WHAT IS NEEDED:
The answer must be every record below, repeated exactly.

Excerpts from a dataset
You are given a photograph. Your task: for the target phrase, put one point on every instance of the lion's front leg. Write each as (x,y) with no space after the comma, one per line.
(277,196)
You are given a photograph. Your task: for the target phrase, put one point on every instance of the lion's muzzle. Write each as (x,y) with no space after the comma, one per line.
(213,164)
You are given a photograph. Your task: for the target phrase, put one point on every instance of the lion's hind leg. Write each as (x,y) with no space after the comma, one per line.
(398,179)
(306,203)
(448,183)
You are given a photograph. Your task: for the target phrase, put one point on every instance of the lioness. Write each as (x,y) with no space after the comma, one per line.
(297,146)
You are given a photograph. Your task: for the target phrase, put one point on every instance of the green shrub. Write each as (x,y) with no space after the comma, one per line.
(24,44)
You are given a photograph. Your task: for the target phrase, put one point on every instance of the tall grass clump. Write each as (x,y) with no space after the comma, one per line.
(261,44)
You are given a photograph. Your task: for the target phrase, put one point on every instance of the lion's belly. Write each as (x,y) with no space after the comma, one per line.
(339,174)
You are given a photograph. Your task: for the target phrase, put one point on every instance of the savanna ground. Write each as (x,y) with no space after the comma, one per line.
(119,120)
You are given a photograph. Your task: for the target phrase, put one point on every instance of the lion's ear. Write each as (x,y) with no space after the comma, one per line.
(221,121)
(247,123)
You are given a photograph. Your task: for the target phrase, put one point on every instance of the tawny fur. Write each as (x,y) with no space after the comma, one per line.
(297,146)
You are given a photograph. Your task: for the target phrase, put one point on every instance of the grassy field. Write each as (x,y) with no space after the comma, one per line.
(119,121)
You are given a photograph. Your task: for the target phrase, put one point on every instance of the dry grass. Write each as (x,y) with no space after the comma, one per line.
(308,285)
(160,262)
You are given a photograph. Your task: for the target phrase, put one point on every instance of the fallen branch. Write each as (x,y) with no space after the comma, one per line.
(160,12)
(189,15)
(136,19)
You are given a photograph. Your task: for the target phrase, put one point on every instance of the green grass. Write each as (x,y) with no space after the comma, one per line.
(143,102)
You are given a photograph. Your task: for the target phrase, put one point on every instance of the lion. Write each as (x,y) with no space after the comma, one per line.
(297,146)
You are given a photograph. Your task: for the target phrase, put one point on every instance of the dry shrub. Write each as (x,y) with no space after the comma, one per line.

TASK ANSWER:
You are given a photograph. Your task: for the target phrase, put one point on every instance of the lion's front leg. Write each as (x,y) with no space after the comma, one per line.
(277,196)
You are given a photograph. Your task: for the target phrase, put one point on every instance of the lion's muzzle. Write each as (x,y) with no space after the comma, one per line.
(213,164)
You are given a photograph. Your task: for the target phrase, put one point on every instance of the lion's hind leg. Write each as (x,y) with no space after the comma, one per line.
(398,179)
(306,203)
(448,183)
You are given a photograph. Your task: for the target phrase, put one point on every instance of the lioness. Write each as (x,y) with no space after the comma, one per line.
(297,146)
You are given a photograph. Your task: for the target phrase, put one point on every instance of the green shrub. Write each as (x,y) with no space after the comma, one per line.
(24,44)
You are given a photograph. Your task: for the target phrase, put one point on every instance of the tall grass clump. Write each as (x,y) with no space after the comma, one per line.
(261,44)
You are given a photograph. Your task: for the target phrase, put one point on every instance of the lion's belly. Write each as (x,y) with no space after the comma, one per line.
(339,174)
You are given a photograph. Your task: for the target phrase, put one point on every instance of the savanna ground. Write each as (x,y) with no space after the comma, one per line.
(119,120)
You are given a photograph. Your task: for the target phrase, put one point on every instance of the lion's ear. Write each as (x,y) with no space after the comma, one per line.
(221,121)
(247,123)
You are given a photograph. Your task: for the target phrase, put one point on every instance of the tawny fur. Write each as (x,y) with no space after the comma, one per line.
(297,146)
You are given a photograph. Your task: for the target phrase, put one point on every instance of the grassy field. Write each as (x,y) with no space after the comma, one per line.
(119,121)
You are given a photograph. Your task: for the target phrase, put one point on every instance of the dry grass. Write each as (x,y) with no space after the comma, one per line.
(308,285)
(160,262)
You are given a photograph. Your task: for the target phrase, put one point on every instance of the fallen branch. Write each as (x,y) with no space after the comma, one per line.
(160,12)
(189,15)
(136,19)
You are given a photograph. Your task: for the target phrase, put one point on every instance of the green grass. Write each as (x,y) with no space after the comma, one per line.
(143,102)
You are given a photograph. Your task: for the target phrase, put one point on every instance of the lion. Write each as (x,y) with no space after the comma, one per line.
(297,146)
You are given a photograph. Your task: for the target phrase, put one point on every instance of the dry shrub. Write each as (x,y) with no space after the comma, one per line.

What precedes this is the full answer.